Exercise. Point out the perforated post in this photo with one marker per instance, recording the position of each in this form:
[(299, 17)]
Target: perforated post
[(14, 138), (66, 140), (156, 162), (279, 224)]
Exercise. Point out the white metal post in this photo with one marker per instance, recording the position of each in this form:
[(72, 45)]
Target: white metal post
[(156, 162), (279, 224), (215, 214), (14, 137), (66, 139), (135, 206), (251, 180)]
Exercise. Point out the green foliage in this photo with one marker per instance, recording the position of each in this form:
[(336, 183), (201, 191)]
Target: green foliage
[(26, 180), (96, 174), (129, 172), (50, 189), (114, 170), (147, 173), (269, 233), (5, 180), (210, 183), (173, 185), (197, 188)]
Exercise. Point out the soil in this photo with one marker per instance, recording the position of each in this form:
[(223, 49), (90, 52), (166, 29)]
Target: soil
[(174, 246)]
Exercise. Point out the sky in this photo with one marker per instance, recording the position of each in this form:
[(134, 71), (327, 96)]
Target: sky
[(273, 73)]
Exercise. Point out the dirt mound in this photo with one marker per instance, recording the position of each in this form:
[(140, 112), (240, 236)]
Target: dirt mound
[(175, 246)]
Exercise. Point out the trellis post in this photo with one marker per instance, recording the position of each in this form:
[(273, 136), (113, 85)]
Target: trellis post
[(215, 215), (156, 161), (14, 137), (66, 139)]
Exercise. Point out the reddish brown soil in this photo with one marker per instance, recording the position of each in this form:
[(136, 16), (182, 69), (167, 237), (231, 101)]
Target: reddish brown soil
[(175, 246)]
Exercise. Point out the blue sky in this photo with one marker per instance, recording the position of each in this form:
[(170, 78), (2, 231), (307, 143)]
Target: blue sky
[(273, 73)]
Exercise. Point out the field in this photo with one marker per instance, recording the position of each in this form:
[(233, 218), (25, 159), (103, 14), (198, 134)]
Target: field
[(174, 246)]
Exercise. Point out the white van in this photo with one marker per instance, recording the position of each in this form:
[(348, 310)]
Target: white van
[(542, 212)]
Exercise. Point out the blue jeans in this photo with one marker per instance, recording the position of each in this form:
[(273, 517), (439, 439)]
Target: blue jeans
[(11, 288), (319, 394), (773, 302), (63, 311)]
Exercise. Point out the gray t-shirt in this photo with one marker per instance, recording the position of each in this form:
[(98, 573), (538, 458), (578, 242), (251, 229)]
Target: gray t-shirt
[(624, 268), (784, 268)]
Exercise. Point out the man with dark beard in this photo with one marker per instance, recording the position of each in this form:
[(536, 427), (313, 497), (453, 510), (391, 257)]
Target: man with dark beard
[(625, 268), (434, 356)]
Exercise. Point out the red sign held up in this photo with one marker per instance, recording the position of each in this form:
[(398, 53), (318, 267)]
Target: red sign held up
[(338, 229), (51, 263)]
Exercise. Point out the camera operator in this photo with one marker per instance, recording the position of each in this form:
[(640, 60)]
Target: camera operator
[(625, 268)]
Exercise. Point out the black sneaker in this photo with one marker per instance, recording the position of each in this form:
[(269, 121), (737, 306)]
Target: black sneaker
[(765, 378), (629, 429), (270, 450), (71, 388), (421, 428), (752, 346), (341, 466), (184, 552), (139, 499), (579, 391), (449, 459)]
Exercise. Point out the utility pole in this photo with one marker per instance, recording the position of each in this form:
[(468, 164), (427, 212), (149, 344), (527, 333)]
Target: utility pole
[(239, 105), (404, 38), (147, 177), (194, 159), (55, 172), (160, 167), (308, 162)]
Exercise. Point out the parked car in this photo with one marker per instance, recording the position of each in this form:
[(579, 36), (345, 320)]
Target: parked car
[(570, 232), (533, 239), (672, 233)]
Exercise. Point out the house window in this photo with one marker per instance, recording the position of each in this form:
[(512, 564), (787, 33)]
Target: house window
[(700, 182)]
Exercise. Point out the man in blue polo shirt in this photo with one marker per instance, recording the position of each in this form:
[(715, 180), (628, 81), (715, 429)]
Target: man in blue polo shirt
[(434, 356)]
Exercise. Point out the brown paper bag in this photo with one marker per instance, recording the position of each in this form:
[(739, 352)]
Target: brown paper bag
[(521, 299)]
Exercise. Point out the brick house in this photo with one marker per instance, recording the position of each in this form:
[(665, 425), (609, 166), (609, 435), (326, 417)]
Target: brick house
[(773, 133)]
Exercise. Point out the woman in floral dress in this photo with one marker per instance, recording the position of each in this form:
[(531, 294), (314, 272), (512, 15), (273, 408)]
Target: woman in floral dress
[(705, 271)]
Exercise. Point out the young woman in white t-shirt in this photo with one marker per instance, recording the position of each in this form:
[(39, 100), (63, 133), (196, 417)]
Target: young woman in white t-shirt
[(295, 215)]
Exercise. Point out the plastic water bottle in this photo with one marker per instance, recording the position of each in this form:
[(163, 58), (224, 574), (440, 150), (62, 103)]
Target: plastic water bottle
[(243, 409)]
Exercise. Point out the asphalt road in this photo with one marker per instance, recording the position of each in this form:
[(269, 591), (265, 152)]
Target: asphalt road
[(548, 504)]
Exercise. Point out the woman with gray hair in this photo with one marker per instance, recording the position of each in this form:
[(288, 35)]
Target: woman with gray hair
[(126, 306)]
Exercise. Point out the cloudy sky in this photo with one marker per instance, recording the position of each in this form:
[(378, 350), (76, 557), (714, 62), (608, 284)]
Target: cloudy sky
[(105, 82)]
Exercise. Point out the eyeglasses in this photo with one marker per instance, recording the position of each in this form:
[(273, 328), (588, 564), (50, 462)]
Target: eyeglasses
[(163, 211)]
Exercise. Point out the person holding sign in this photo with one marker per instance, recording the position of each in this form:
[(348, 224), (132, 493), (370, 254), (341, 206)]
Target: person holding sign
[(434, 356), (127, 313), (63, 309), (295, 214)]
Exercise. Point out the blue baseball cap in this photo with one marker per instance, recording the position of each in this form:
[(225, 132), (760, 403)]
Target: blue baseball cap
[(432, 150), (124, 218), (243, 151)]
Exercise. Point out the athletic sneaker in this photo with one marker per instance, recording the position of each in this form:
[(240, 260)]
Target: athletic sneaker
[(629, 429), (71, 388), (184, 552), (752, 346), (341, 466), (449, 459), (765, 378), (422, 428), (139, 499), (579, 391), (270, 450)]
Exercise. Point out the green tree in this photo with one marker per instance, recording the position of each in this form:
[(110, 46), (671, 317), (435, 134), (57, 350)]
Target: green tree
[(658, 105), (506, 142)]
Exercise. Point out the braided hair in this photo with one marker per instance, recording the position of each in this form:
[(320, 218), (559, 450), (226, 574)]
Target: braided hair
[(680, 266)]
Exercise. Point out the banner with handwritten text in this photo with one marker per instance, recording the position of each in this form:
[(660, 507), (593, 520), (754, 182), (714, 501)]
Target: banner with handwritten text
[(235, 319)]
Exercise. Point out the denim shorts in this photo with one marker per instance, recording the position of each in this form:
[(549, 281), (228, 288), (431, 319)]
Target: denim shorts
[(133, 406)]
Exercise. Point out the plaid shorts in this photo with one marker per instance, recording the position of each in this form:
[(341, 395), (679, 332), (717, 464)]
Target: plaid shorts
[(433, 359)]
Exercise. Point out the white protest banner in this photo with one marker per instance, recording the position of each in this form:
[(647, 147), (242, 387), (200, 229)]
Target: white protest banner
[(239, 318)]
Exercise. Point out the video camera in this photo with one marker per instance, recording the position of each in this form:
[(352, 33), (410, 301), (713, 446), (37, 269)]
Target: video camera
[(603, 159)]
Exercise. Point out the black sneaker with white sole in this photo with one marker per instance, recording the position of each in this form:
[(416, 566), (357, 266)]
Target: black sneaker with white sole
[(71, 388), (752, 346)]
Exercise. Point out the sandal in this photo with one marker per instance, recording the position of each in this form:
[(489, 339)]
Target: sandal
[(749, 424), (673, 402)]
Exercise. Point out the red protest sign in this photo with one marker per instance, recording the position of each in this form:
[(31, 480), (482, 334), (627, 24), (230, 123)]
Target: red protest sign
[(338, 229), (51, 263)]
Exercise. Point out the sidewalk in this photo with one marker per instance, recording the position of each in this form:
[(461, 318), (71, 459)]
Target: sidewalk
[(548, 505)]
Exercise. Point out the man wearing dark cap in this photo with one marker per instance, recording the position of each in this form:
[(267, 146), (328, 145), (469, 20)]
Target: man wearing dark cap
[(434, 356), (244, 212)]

______________________________

| WORK INSTRUCTIONS |
Render the material as a JSON list of strings, one string per line with blank lines omitted, starting from its first line and stopping after the line that contains "185), (197, 188)]".

| SOLVED PROBLEM |
[
  "Exercise. Point out the perforated post in this photo with one marker per instance, recording the position of each in this form:",
  "[(299, 17)]",
  "Target: perforated post",
  "[(14, 138), (66, 140), (156, 162), (279, 224)]",
  "Exercise. Point out the white metal post in this photo with one marker per instance, recording the position of each in this form:",
  "[(72, 45)]",
  "Target: white metal post",
  "[(156, 162), (279, 224), (215, 214), (14, 137), (66, 139), (135, 206), (251, 180)]",
  "Exercise. Point out the green foliage in this photo with one marker per instance, recording the position of each in this form:",
  "[(336, 183), (201, 191)]",
  "Target: green foliage",
  "[(26, 180), (96, 174), (129, 172), (50, 189), (114, 170), (147, 173), (269, 233), (5, 180), (210, 183), (173, 185), (197, 188)]"
]